### Job 1
Repeat the passage of the pedal apparatus claims from "8. The adjustable" to "the second track.".

### Page
★ ★ ★ ★ ★
8. The adjustable pedal apparatus defined in claim 2, wherein the pedal construction includes an accelerator pedal and wherein an actuator includes a linkage adapted for coupling to an engine control system.

9. The adjustable pedal apparatus defined in claim 1, wherein first-mentioned pedal- supporting subassembly includes a brake pedal, and further including: an accelerator pedal-supporting subassembly pivotally engaging the support, the accelerator pedal-supporting subassembly including an upper portion with a second track having a transverse cross section with a second elongated vertical dimension defined by upper and lower second flanges that stiffen the second track.

10. The pedal apparatus defined in claim 9, including a first actuator operably coupled to the first-mentioned pedal-supporting subassembly and a second actuator coupled to the accelerator pedal-supporting subassembly and adapted for operative connection to a second control system of a vehicle for operating the second control system when the accelerator pedal-supporting subassembly is moved.

11. The pedal apparatus defined in claim 10, wherein the first-mentioned adjustment mechanism includes a first adjustor with a first rack and first drive gear for driving the follower along the first-mentioned track, and including a second adjuster for adjusting the accelerator pedal construction including a second rack oriented parallel the second track and attached to one of the second track and the accelerator pedal construction, and further including a second driven gear operably supported on the other of the second track and the accelerator pedal construction for operably engaging the second rack to adjust the accelerator pedal construction along the second track, and including a motor operably connected to the first and second driven gears for rotating the first and second driven gears simultaneously.

12. The pedal apparatus defined in claim 1, wherein the track defines top and bottom slots and wherein the follower includes opposing edges that slidably engage the slots.

13. The pedal apparatus defined in claim 12, wherein the opposing edges include bearing material attached to the edges and slides within the slots, the bearing material chosen and configured to provide a constant level of friction.
★ ★ ★ ★ ★
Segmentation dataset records

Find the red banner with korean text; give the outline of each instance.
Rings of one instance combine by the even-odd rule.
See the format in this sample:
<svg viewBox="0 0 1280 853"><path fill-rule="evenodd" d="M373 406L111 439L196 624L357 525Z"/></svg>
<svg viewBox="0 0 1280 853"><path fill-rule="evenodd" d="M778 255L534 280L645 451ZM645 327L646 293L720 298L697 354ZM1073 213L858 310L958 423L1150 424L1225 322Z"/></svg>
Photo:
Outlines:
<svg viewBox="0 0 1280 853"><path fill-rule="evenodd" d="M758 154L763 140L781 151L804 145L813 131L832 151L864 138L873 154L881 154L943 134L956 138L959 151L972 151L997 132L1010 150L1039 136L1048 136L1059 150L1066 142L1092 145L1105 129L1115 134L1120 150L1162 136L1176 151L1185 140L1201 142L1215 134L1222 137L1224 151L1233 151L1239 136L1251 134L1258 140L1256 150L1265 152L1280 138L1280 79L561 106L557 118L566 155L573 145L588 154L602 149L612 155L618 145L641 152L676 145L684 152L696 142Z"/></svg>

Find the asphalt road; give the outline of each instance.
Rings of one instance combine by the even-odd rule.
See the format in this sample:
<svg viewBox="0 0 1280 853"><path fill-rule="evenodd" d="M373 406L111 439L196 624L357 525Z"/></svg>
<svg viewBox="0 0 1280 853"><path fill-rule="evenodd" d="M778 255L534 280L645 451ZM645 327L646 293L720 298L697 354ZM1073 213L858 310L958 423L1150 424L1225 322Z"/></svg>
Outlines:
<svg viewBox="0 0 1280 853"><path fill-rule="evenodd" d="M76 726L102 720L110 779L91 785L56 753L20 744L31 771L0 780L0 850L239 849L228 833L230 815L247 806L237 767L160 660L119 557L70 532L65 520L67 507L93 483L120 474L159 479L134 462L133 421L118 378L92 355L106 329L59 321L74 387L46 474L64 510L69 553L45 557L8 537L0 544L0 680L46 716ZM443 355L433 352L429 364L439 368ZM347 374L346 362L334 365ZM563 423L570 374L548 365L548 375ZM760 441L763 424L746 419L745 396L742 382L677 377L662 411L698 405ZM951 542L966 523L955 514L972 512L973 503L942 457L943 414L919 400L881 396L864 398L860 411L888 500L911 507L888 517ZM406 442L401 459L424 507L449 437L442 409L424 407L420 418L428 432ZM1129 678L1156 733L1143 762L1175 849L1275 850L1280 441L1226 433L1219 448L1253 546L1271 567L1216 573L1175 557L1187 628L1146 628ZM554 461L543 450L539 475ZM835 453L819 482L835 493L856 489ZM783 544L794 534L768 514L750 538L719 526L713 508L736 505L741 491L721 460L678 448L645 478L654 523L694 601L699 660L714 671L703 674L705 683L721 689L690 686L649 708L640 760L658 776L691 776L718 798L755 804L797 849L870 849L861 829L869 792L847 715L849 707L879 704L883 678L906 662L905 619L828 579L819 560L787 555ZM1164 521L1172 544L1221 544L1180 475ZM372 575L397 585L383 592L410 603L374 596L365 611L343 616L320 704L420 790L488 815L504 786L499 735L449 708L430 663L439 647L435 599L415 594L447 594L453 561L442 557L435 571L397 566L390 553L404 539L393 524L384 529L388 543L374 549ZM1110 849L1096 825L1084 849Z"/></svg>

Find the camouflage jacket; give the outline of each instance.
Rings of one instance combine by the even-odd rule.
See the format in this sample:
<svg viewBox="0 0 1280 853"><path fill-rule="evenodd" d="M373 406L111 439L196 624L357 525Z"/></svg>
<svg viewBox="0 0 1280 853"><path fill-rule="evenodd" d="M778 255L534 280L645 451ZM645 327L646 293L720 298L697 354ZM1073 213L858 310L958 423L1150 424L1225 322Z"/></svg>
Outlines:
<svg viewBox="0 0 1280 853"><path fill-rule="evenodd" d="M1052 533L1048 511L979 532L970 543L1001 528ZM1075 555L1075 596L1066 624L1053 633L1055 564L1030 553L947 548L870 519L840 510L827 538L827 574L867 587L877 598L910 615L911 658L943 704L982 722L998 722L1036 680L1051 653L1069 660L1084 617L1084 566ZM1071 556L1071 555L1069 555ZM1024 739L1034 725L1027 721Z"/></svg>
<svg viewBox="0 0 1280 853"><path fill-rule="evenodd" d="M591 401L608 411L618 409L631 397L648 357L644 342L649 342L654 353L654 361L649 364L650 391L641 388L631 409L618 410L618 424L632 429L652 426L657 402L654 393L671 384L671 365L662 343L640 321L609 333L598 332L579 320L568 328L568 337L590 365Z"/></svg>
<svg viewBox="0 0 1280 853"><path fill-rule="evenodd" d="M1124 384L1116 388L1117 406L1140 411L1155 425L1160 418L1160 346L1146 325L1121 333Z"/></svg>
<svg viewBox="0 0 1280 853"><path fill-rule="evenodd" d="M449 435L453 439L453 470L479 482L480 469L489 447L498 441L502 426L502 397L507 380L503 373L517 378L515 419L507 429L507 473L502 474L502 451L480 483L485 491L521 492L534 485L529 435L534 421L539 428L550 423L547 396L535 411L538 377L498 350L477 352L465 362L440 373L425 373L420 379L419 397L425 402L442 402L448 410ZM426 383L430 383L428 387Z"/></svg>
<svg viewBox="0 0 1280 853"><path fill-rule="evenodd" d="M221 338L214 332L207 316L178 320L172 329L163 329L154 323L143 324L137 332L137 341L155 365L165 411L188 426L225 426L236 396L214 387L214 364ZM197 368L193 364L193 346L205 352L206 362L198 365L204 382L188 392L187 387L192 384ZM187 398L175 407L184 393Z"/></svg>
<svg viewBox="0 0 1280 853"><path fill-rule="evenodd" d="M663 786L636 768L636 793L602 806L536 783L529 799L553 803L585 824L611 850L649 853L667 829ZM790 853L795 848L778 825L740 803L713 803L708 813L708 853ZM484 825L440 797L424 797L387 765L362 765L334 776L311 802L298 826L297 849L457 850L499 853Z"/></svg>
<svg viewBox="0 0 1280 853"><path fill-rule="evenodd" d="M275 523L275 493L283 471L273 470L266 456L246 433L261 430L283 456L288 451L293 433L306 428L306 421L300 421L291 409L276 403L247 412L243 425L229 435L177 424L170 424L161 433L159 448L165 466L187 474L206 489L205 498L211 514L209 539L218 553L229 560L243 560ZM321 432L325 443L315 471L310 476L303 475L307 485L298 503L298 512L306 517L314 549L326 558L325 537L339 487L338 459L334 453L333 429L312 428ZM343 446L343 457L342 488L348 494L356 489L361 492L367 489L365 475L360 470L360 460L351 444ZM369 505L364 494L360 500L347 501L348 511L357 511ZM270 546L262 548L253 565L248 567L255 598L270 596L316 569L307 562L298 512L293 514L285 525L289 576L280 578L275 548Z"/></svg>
★ ★ ★ ★ ★
### Job 2
Give the lines of the segmentation rows from the line with "Find the camouflage" to the line with "384L1116 388L1117 406L1140", both included, as a JSON list of strings with one string per line, leaving out blank lines.

### Task response 1
8. The adjustable pedal apparatus defined in claim 2, wherein the pedal construction includes an accelerator pedal and wherein an actuator includes a linkage adapted for coupling to an engine control system.

9. The adjustable pedal apparatus defined in claim 1, wherein first-mentioned pedal- supporting subassembly includes a brake pedal, and further including: an accelerator pedal-supporting subassembly pivotally engaging the support, the accelerator pedal-supporting subassembly including an upper portion with a second track having a transverse cross section with a second elongated vertical dimension defined by upper and lower second flanges that stiffen the second track.

### Task response 2
[
  "Find the camouflage jacket; give the outline of each instance.",
  "Rings of one instance combine by the even-odd rule.",
  "See the format in this sample:",
  "<svg viewBox=\"0 0 1280 853\"><path fill-rule=\"evenodd\" d=\"M373 406L111 439L196 624L357 525Z\"/></svg>",
  "<svg viewBox=\"0 0 1280 853\"><path fill-rule=\"evenodd\" d=\"M778 255L534 280L645 451ZM645 327L646 293L720 298L697 354ZM1073 213L858 310L958 423L1150 424L1225 322Z\"/></svg>",
  "Outlines:",
  "<svg viewBox=\"0 0 1280 853\"><path fill-rule=\"evenodd\" d=\"M1052 533L1048 511L979 532L970 543L1001 528ZM1075 555L1075 596L1066 624L1053 633L1055 564L1030 553L947 548L870 519L840 510L827 538L827 574L867 587L877 598L910 615L911 658L943 704L982 722L998 722L1036 680L1051 653L1069 660L1084 617L1084 566ZM1071 556L1071 555L1069 555ZM1024 739L1034 725L1027 721Z\"/></svg>",
  "<svg viewBox=\"0 0 1280 853\"><path fill-rule=\"evenodd\" d=\"M591 401L608 411L618 409L631 397L648 357L644 342L649 342L654 353L654 361L649 364L650 391L641 388L631 409L618 410L618 424L632 429L652 426L657 402L654 393L671 384L671 365L662 343L640 321L609 333L598 332L579 320L568 328L568 337L590 365Z\"/></svg>",
  "<svg viewBox=\"0 0 1280 853\"><path fill-rule=\"evenodd\" d=\"M1124 384L1116 388L1117 406L1140 411L1155 425L1160 418L1160 346L1146 325L1121 333Z\"/></svg>"
]